# TUGAS YANG DIKERJAKAN
Menurut potongan teks tentang aksi jual aset kripto, berapa harga bitcoin pada November 2021?

Analis mencatat marak aksi jual aset kripto (cryptocurrency) seperti bitcoin dalam sebulan terakhir. Ini terjadi ketika bank sentral Amerika Serikat (AS), The Federal Reserve menarik stimulus dari pasar keuangan atau dikenal dengan tapering off.
Coindesk melaporkan, aksi jual kripto sebenarnya meningkat sejak Desember 2021. Saat itu, muncul risalah dari komite The Fed yang menunjukkan bahwa para pejabat berencana menaikkan suku bunga lebih cepat dari yang diperkirakan.
Penarikan ekstrem kripto sebelumnya pernah terjadi pada Juli 2021. Ini membuat harga aset digital seperti bitcoin, dogecoin hingga shiba inu anjlok sekitar 50% dari puncak.
Coindesk memperkirakan, aksi jual kali ini mampu menurunkan harga dan kapitalisasi pasar kripto. Harga bitcoin misalnya, hanya bergerak di sekitar US$ 35 ribu - US$ 37 ribu pada perdagangan hari ini (24/1). Padahal harganya mencapai US$ 69 ribu pada November 2021.
Aksi jual kripto diperkirakan terus terjadi pekan ini. Harga bitcoin pun diprediksi turun hingga mencapai US$ 30 ribu per koin.
Harga ethereum pun turun sekitar 12% menjadi US$ 2.854. Begitu juga solana anjlok 14% menjadi US$ 122,75 per koin.
Imbas aksi jual itu, kapitalisasi pasar kripto anjlok dalam dua bulan terakhir. Setelah mencapai kapitalisasi pasar sekitar US$ 3 triliun pada November, kini hanya US$ 1,6 triliun.
Bespoke Investment Group mencatat, lebih dari US$ 1 triliun hilang dari pasar kripto secara agregat.
CEO BitBull Capital Joe DiPasquale mengatakan, aksi jual itu dilakukan investor kripto karena mereka masih meragukan aset digital itu. "Kripto masih mencari jalannya, apakah itu lindung nilai seperti emas yang bergerak terbalik dengan ekuitas, atau aset berisiko yang akan gagal," katanya dikutip dari Coindesk, hari ini (24/1).

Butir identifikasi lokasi
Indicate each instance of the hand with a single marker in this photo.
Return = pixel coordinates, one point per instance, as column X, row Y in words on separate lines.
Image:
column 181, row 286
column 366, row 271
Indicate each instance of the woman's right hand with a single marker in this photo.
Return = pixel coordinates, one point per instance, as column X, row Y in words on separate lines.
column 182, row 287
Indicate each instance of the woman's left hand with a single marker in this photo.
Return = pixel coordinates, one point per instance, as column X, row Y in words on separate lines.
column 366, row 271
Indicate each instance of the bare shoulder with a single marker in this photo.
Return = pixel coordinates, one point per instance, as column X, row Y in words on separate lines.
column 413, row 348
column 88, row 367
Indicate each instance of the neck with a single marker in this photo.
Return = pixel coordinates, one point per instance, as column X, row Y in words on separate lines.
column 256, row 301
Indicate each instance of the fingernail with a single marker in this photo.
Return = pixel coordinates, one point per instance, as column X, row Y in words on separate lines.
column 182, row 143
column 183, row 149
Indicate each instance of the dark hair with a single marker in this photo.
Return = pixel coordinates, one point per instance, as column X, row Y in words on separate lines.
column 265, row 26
---
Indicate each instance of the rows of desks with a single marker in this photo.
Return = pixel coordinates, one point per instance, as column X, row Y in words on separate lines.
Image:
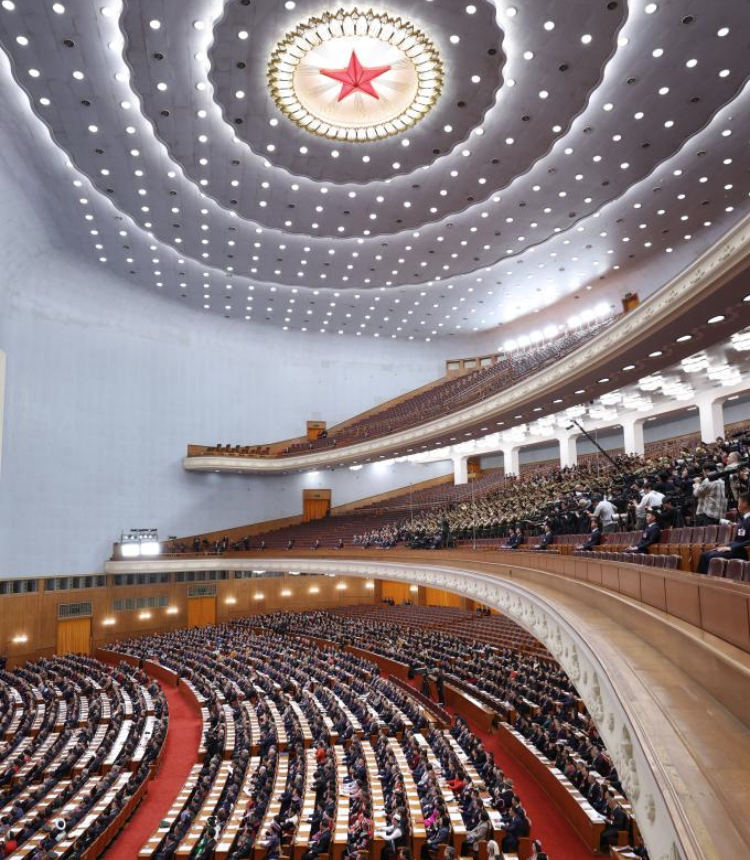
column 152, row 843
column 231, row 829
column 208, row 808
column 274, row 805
---
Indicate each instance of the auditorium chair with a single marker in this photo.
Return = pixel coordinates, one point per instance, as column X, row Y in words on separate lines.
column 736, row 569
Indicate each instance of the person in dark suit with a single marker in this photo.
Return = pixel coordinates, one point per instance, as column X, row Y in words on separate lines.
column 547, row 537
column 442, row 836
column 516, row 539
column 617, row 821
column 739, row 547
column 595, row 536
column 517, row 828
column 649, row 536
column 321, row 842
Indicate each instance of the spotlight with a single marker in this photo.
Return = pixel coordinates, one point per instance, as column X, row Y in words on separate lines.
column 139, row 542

# JAWABAN LENGKAP
US$ 69 ribu.